--- Source data ---

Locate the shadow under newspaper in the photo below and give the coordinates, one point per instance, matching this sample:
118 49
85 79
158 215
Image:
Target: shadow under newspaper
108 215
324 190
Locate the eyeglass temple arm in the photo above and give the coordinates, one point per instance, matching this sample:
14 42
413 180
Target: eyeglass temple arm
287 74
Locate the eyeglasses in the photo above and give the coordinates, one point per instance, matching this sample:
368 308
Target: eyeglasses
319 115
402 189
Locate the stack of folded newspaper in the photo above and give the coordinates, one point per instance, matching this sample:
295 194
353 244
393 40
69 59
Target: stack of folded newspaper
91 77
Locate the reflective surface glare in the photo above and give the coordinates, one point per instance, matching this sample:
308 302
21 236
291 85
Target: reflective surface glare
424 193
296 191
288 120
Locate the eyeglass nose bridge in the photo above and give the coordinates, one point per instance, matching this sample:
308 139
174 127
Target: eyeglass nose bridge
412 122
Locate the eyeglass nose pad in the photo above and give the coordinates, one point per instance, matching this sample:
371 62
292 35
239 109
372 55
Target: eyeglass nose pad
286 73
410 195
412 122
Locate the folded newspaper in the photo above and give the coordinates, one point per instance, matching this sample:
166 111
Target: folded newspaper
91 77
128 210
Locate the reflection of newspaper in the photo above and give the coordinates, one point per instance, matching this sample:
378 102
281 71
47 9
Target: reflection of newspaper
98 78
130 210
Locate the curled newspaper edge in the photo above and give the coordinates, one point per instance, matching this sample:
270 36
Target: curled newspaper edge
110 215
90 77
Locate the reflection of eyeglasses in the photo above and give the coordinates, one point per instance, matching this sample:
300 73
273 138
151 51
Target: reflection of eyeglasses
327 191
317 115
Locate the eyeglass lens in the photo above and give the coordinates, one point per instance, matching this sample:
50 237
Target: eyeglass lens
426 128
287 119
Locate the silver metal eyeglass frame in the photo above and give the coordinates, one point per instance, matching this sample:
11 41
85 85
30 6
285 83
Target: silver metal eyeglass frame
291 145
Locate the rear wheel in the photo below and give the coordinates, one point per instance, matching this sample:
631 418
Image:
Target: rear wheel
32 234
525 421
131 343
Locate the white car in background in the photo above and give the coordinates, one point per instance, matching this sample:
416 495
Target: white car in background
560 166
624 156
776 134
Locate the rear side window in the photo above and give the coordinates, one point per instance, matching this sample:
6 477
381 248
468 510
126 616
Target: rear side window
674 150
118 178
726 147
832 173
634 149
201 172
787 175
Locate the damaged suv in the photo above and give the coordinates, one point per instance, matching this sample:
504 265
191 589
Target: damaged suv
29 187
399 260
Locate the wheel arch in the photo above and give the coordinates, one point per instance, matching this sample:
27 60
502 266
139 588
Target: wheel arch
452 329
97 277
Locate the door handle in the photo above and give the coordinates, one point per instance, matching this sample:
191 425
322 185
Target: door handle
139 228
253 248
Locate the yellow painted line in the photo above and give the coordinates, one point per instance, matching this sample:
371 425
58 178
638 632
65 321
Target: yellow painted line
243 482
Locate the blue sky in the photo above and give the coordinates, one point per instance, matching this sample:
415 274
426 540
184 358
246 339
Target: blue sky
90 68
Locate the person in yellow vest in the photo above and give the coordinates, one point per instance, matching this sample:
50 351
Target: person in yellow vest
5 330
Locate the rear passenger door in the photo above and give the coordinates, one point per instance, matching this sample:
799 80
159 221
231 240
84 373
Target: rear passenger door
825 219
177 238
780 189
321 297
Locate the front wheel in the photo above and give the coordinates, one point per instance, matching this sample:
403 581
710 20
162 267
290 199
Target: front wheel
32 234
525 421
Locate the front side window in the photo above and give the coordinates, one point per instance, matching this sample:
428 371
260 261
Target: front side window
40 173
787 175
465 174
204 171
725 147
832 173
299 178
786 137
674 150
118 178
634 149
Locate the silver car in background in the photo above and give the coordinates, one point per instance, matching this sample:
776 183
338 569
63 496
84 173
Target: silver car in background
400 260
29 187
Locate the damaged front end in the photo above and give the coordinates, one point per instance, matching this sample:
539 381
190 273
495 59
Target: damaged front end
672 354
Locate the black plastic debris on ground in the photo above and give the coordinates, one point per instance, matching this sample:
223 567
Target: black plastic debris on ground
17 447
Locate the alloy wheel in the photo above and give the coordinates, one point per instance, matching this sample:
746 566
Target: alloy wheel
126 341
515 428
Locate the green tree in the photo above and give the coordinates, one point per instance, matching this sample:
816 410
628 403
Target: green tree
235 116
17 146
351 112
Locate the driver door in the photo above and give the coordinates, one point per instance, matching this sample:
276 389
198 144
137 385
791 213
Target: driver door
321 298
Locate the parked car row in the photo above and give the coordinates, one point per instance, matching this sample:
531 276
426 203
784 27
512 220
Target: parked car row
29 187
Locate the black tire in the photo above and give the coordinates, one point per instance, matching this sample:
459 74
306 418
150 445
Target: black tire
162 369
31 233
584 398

---
--- Source data ---

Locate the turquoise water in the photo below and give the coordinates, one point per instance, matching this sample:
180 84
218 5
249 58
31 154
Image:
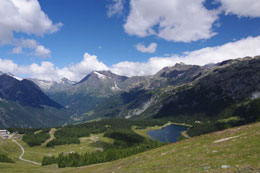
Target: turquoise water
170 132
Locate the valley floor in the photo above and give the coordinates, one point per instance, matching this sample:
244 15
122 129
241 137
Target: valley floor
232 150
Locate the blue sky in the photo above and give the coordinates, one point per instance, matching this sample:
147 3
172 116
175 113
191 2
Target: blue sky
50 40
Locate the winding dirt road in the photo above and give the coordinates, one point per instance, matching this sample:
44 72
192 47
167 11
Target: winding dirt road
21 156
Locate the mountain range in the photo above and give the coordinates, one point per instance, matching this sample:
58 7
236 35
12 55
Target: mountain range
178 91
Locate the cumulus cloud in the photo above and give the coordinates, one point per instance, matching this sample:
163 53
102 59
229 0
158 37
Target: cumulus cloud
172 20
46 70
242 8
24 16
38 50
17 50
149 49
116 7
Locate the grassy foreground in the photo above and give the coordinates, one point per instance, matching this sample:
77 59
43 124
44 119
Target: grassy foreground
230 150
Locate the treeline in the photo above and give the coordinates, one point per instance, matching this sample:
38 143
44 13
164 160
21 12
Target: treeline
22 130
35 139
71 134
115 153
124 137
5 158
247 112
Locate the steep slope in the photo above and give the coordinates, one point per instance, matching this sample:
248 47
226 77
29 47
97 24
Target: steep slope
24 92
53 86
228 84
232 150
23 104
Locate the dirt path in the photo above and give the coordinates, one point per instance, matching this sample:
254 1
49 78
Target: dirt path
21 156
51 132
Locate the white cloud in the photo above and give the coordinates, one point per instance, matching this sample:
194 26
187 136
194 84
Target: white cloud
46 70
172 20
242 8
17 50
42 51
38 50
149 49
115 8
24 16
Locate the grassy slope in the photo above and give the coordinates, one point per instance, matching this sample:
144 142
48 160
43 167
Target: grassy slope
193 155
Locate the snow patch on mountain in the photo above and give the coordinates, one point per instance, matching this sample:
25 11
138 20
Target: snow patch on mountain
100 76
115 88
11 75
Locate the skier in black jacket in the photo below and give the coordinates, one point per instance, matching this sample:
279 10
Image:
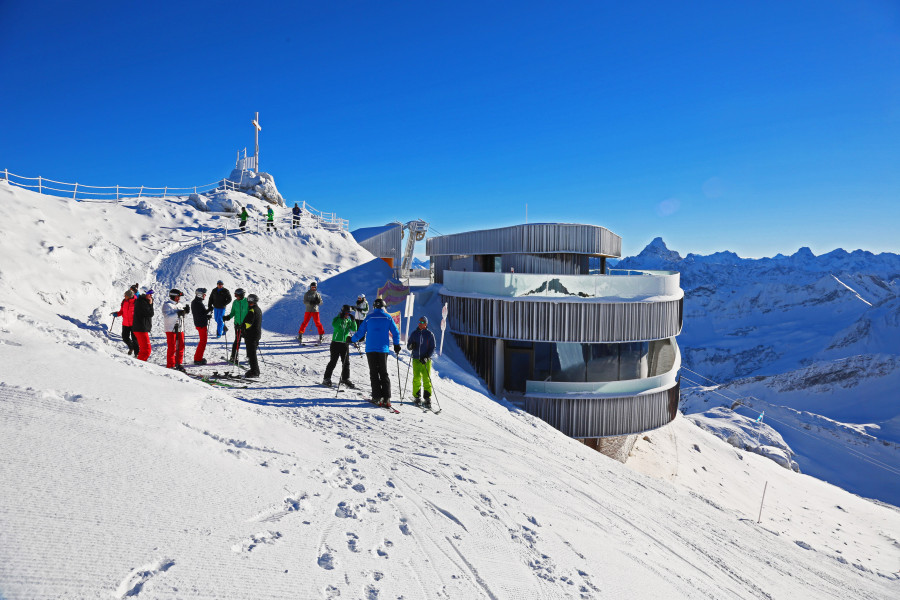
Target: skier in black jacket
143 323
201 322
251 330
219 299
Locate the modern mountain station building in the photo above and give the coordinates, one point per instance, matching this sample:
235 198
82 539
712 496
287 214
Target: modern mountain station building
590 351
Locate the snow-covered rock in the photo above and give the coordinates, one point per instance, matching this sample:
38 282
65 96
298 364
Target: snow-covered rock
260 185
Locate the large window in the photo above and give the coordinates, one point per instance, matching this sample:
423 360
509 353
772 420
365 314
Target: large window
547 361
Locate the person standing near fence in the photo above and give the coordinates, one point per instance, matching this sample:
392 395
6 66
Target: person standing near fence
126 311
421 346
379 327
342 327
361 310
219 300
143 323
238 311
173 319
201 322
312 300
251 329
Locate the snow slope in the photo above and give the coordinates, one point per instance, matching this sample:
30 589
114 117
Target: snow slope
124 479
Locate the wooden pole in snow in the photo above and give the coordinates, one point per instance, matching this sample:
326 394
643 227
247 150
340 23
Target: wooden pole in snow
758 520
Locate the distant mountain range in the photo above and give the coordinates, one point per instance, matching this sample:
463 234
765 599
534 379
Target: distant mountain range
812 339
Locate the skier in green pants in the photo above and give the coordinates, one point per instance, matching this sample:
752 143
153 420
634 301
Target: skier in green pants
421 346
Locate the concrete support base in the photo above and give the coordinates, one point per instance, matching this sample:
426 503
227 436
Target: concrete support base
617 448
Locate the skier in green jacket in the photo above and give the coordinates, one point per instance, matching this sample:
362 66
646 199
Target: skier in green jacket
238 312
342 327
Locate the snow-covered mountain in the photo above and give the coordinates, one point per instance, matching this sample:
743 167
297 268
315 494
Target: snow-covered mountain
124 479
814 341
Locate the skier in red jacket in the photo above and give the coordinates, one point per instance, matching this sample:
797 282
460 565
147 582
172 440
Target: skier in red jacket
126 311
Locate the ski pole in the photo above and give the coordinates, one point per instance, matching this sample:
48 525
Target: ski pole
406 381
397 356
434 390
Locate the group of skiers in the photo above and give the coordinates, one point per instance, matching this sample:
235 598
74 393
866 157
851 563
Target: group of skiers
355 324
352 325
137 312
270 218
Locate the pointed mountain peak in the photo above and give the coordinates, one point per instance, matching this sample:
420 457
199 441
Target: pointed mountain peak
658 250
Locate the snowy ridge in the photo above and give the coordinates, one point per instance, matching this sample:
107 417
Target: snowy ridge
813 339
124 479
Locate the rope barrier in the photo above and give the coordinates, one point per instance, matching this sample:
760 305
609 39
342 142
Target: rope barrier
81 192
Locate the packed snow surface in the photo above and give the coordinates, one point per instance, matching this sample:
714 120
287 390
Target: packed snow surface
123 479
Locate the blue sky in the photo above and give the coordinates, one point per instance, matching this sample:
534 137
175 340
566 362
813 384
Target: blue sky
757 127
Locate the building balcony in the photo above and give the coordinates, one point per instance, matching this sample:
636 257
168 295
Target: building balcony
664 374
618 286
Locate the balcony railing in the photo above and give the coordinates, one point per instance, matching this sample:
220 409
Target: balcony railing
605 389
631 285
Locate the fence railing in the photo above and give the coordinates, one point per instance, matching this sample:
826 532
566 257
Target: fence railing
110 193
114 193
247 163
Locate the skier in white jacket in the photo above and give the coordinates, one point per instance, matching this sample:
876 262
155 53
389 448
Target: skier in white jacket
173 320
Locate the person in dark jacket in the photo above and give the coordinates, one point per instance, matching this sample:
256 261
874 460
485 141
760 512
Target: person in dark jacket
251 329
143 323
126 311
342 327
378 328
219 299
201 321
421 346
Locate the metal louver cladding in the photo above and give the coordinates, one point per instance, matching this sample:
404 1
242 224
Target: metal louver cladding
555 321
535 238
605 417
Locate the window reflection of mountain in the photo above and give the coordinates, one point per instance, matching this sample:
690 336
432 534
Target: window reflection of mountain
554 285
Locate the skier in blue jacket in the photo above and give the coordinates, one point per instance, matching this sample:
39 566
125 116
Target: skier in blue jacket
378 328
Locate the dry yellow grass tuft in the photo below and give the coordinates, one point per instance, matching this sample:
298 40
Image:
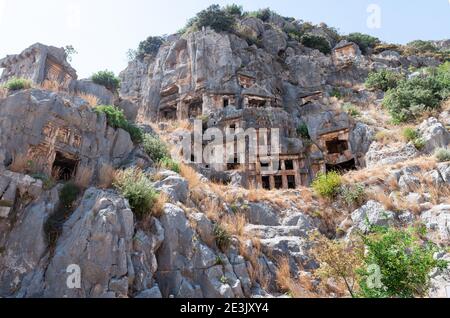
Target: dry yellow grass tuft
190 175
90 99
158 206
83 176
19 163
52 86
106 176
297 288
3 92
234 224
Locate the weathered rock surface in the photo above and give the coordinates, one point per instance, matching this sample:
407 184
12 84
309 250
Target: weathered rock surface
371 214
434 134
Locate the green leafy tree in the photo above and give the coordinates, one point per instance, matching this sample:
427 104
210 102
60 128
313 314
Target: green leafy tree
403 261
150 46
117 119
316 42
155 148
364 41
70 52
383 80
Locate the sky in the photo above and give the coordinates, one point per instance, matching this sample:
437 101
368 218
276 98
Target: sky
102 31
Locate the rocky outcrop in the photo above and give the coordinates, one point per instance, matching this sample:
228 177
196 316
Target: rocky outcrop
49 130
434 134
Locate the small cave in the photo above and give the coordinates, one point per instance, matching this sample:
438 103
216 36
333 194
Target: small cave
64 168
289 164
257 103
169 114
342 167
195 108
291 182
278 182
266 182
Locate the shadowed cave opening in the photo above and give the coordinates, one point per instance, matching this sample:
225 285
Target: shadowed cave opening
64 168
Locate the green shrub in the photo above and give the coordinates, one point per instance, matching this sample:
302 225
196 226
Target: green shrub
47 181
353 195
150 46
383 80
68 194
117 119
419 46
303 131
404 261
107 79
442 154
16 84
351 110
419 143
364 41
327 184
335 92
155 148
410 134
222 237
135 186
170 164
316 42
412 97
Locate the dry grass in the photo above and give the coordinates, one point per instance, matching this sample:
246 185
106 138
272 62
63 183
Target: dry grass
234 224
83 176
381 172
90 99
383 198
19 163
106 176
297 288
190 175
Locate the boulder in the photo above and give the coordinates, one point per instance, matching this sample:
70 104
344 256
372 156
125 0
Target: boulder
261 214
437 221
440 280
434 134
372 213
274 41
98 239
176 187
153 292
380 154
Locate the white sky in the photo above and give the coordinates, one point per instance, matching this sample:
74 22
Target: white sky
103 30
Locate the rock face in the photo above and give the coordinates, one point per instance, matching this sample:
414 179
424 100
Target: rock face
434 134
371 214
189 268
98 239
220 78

---
--- Source data ---

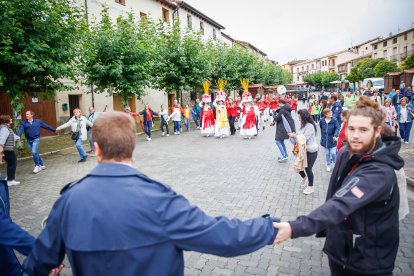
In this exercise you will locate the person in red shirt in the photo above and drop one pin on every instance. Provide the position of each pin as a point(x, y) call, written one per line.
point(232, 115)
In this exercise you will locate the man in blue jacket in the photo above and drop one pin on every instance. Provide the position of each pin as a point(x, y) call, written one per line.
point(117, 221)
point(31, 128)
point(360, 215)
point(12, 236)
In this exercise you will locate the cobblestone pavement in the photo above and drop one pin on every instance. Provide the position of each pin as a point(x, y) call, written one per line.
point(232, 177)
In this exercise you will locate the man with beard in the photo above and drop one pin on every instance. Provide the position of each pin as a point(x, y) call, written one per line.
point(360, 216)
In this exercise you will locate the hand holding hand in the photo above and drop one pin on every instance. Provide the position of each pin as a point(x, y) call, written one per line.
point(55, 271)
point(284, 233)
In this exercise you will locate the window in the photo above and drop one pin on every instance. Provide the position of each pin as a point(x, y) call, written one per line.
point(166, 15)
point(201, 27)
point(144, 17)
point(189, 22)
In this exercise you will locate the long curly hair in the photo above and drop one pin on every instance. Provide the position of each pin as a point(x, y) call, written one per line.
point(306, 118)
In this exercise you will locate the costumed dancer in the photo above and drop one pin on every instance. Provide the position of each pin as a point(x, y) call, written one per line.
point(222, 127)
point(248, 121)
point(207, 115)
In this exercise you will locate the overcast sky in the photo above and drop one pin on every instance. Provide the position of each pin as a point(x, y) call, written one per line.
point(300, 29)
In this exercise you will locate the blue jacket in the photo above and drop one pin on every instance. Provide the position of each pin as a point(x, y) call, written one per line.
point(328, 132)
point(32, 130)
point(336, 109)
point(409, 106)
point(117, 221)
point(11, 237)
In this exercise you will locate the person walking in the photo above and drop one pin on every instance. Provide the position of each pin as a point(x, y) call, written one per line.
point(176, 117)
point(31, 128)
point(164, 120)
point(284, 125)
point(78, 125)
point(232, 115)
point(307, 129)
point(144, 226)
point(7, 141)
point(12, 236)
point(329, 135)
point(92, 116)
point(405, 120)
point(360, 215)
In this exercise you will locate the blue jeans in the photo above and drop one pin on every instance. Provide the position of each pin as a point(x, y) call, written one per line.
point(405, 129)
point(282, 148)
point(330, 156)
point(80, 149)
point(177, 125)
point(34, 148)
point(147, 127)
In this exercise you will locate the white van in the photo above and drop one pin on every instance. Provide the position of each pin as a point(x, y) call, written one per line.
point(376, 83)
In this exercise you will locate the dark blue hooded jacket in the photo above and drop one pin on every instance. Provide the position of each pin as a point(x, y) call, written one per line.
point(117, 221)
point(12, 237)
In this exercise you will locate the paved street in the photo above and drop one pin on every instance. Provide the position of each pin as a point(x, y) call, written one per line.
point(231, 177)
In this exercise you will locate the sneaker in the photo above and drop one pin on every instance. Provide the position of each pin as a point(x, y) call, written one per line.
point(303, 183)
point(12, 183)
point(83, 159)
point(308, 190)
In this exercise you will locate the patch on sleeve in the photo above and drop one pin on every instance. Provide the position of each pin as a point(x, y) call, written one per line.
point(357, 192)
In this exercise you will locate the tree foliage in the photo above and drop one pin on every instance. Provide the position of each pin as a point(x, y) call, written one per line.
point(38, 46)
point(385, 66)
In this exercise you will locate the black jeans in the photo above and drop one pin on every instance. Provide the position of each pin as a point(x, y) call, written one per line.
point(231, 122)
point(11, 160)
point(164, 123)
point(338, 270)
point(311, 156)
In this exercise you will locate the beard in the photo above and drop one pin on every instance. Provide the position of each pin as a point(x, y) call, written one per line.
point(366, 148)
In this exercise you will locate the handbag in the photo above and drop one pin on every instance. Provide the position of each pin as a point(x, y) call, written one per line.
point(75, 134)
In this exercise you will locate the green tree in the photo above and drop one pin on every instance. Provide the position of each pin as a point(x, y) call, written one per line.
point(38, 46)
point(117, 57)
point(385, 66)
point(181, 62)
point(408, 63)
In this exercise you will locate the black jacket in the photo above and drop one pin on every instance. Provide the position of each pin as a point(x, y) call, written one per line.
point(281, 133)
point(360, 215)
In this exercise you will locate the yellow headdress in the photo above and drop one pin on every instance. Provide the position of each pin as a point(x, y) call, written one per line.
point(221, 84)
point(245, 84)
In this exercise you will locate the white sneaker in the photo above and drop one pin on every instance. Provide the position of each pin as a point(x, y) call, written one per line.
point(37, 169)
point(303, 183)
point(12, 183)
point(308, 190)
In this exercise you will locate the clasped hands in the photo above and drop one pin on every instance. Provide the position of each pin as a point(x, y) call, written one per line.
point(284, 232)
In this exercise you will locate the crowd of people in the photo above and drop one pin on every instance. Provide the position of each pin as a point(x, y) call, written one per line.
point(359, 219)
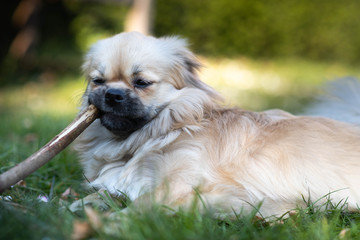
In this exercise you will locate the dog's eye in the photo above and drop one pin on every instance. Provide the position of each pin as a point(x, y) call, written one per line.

---

## What is expected
Some lines of the records above may hold the word "below". Report how many, and nothing else.

## Response to the task
5